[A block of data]
###

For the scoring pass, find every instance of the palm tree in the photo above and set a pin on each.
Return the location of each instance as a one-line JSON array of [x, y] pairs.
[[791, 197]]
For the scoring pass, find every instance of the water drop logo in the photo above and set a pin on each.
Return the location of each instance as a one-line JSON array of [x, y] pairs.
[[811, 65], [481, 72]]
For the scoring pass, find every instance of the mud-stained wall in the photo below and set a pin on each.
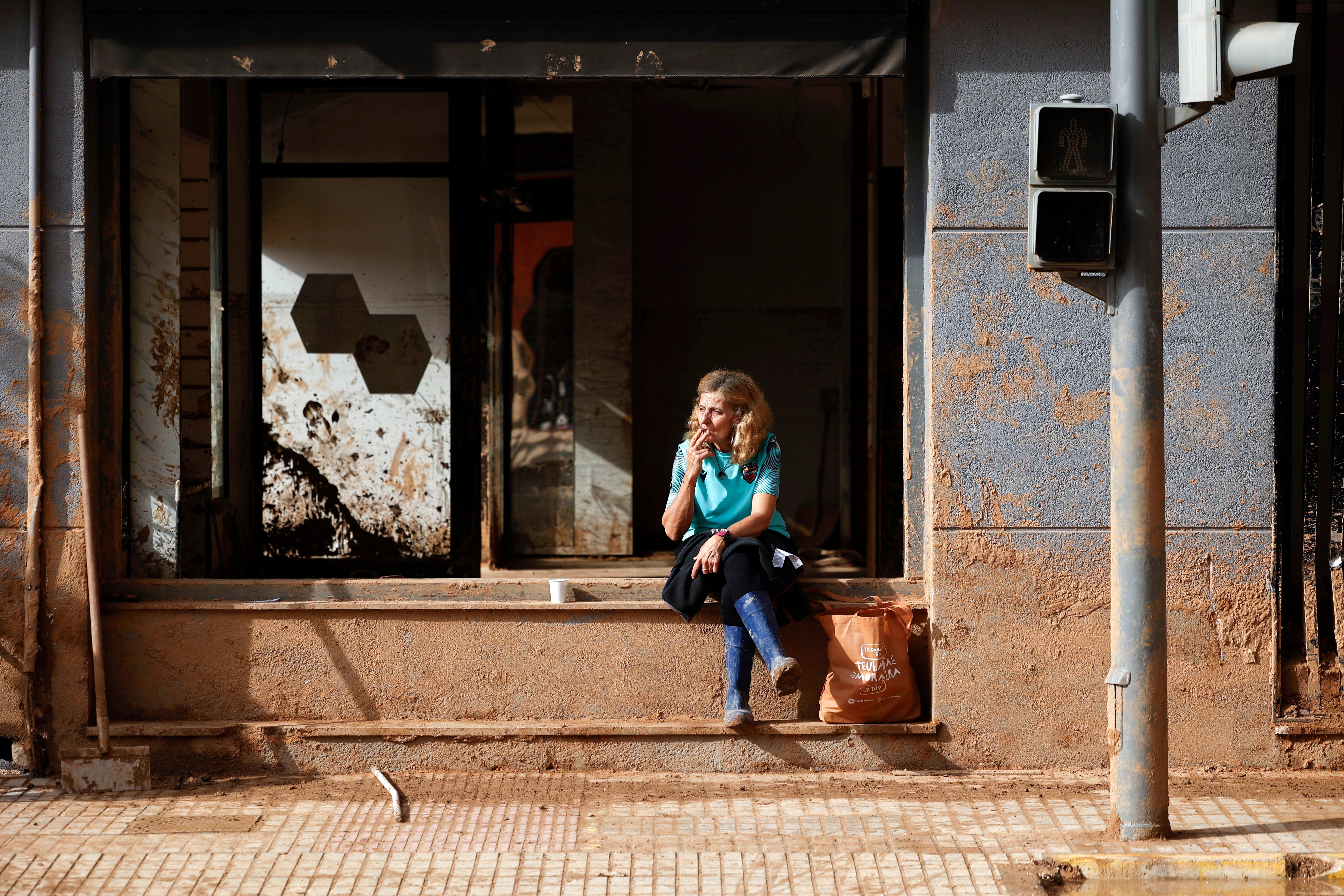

###

Reproduce the stretch from the line containing "For the scoring pass, find every instance of the water" through the line containing "[[811, 65], [481, 72]]", requests included, scaling every coordinate in the answer by 1.3 and rounding each to a whole number, with halves rounded up.

For the scoring pass, find every instance of the water drop logo in the photo above and set a pin on each.
Return the location of each instance as a one-line JSON array of [x, y] pairs.
[[1054, 85], [625, 94]]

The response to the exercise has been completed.